### Passage for review

□ □ □

The first ever attack of wheat blast in Bangladesh cost the country a financial loss of at least Tk 1,800 crore in terms of lost yield this year.
Caused by a fungus -- Magnaporthe oryzae -- wheat blast is one of the most fearsome and intractable wheat diseases in recent decades, according to the International Maize and Wheat Research Center (CIMMYT).
Hitherto mostly confined within the continent of South America, the disease's attack in Bangladeshi wheat fields this season is the first case of wheat blast in Asia. The blast directly strikes the ears of wheat and can shrivel and deform the grain in less than a week from first symptoms, leaving farmers no time to act.
The blast affected 1,08,715 hectares of wheat fields in the districts of Jessore, Kushtia, Chuadanga, Meherpur, Jhenidah, Magura, Barisal and Bhola, causing up to 40 percent of crop damage.
Following the maiden blast attack in the wheat fields of mostly southwestern districts in February-March, the government formed a national committee in late March to map out a future course of action to stop recurrence of the deadly disease.
The country's preeminent plant pathologist Prof Dr M Bahadur Meah heads the committee that has representatives from the United Nations Food and Agriculture Organisation (FAO), research institutions concerned, scientists, academics and experts.
At the most conservative estimate, said Dr Bahadur Meah, "We were expecting a minimum yield of 2,17,430 tonnes of wheat from the affected areas. Our estimate now shows that up to 40 percent yield worth Tk 1,826 crore is lost to the blast."
To assess the severity of the wheat blast and the extent of loss incurred, he along with some other experts has visited as many as 39 fields in eight districts in recent weeks.
Prof Bahadur, who teaches plant pathology at Bangladesh Agricultural University, Mymensingh, is now at an advanced stage of charting out an immediate course of action to deal with the blast, which first emerged in Brazil in 1985.

□ □ □

### Extracted entries
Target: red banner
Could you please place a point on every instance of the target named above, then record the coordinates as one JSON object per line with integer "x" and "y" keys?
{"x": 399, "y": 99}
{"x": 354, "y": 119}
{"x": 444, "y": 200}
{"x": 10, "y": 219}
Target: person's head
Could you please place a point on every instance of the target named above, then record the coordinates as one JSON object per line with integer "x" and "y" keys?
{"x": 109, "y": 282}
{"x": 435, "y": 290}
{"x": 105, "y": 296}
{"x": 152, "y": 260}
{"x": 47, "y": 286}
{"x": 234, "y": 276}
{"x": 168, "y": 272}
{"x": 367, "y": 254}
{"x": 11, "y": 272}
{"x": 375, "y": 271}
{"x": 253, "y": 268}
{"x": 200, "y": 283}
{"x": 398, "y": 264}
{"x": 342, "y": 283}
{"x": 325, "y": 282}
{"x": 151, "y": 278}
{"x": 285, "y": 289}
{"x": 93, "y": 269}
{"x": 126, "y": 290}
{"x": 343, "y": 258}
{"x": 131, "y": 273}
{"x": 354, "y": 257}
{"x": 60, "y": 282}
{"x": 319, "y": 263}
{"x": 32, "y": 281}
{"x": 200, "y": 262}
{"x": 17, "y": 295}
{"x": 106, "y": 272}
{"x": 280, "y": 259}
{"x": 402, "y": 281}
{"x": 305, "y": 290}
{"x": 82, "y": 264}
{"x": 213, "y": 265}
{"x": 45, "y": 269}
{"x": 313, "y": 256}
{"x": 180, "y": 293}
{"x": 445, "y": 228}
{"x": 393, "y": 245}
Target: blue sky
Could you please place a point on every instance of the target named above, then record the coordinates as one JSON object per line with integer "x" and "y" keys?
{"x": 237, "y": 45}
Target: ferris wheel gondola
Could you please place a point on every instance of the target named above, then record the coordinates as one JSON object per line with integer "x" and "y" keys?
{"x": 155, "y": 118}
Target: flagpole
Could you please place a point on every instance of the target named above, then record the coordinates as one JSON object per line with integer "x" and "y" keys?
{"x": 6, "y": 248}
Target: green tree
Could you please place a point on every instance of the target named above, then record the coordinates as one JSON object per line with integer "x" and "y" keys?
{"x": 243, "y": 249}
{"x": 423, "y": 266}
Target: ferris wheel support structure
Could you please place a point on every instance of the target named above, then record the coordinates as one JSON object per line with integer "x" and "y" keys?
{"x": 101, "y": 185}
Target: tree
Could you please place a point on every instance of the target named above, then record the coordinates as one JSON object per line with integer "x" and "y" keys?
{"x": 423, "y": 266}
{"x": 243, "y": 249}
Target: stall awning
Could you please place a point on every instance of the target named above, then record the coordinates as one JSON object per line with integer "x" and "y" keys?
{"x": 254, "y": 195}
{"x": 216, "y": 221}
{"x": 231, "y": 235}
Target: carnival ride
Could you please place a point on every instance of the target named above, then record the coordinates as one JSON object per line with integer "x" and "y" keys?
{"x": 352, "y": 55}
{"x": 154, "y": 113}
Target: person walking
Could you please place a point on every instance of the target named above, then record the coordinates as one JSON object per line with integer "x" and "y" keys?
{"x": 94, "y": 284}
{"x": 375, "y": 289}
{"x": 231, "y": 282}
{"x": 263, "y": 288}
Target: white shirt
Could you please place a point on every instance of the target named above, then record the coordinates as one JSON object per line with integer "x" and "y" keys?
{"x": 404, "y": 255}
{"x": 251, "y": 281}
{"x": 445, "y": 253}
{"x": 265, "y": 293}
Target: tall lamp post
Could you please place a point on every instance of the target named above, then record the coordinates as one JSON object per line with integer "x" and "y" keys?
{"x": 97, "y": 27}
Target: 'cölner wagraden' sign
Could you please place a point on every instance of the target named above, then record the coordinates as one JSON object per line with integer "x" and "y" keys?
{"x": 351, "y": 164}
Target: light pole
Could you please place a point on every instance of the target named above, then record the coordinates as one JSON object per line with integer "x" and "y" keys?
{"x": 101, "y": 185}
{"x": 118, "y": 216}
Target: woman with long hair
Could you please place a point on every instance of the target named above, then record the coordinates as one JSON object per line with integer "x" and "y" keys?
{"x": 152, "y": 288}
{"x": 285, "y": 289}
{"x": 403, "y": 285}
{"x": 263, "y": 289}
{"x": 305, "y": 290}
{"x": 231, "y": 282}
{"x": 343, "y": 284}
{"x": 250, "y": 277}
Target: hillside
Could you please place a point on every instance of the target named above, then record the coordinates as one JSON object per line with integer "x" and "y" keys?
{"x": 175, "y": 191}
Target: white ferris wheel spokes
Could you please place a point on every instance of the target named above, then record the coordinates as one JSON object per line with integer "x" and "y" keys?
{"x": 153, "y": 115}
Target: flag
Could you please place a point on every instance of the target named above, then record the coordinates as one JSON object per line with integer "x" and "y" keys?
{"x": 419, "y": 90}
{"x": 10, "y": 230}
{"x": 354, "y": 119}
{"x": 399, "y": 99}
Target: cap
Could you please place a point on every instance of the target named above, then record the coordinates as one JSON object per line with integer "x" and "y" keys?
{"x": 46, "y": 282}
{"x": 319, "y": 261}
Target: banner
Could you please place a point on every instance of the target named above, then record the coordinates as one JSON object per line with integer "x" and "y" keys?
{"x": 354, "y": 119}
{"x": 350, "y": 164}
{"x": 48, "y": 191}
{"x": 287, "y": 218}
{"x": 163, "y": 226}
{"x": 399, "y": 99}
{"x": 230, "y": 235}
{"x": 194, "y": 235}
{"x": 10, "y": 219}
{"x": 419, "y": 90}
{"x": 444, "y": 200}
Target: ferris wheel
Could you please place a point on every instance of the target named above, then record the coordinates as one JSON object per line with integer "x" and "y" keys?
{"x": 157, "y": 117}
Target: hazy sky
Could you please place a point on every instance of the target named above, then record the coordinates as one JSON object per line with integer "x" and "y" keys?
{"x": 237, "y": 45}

□ □ □

### Task brief
Proceed with the article on wheat blast in Bangladesh, picking up after its final sentence. The items have no connection to the text.

### Written answer
He said the experts have already advised the government not to source seeds from any of these affected districts for distribution among farmers in next wheat season (November-December).
"Besides, we're strongly recommending treating all seeds with fungicides and testing seed health at seed pathology labs by collecting samples both from BADC stock and also from seeds saved by farmers," he added.
Bangladeshi wheat growers require more than 60,000 tonnes of seeds a year -- one-third of which is supplied by the state-run Bangladesh Agriculture Development Corporation (BADC), while the rest comes from farmers' own-saved stocks.
Farmers all over the country cultivated wheat in 4.3 lakh hectares of land in 2015-16 season with a yield projection of 1.3 million tonnes. To bridge a huge demand-supply gap in domestic market, the public and private sectors together import more than 3.5 million tonnes of wheat each year.
Mexico-based CIMMYT, the world's premier wheat and maize research organisation, states in one of its most recent priority briefing, "The consequences of a wider outbreak in South Asia could be devastating to a region of 300 million undernourished people, whose inhabitants consume over 100 million tonnes of wheat each year."
Dr Moin U Salam, principal research officer at the Department of Agriculture and Food, Western Australia (DAFWA), has the experience of playing a role in tackling attacks of yellow rust in wheat in Australia in 2004-05.
"I can tell you from my experience that Bangladesh must make sure no seeds are taken from this year's blast-affected region for sowing in next wheat season. All seeds have to be chemically treated before sowing," Dr Salam, also an ex-faculty of Bangladesh Agricultural University, told The Daily Star.
He suggests a fungicide application in late January in the wheat fields as a preventive measure "because you can't do anything about it once the blast strikes already."
Tofazzal Islam, an ecological chemist and head of the biotechnology department of Bangabandhu Sheikh Mujibur Rahman Agricultural University (BSMRAU), puts emphasis on validating fungicide/s, which would be most effective to treat seeds or for subsequent sprays during next wheat growing season.
Upon alerted by a report of The Daily Star on wheat blast in the beginning of March, Tofazzal teamed up with The Sainsbury Laboratory led by Sophien Kamoun and The Genome Analysis Centre (TGAC) led by Diane Saunders to float a collaboration -- called OpenWheatBlast -- dedicated to work on blast attacks in Bangladesh's wheat fields.
Tofazzal as well as Wais Kabir, a FAO consultant, said vigorous research needs to be pursued in development of blast-resistant wheat varieties.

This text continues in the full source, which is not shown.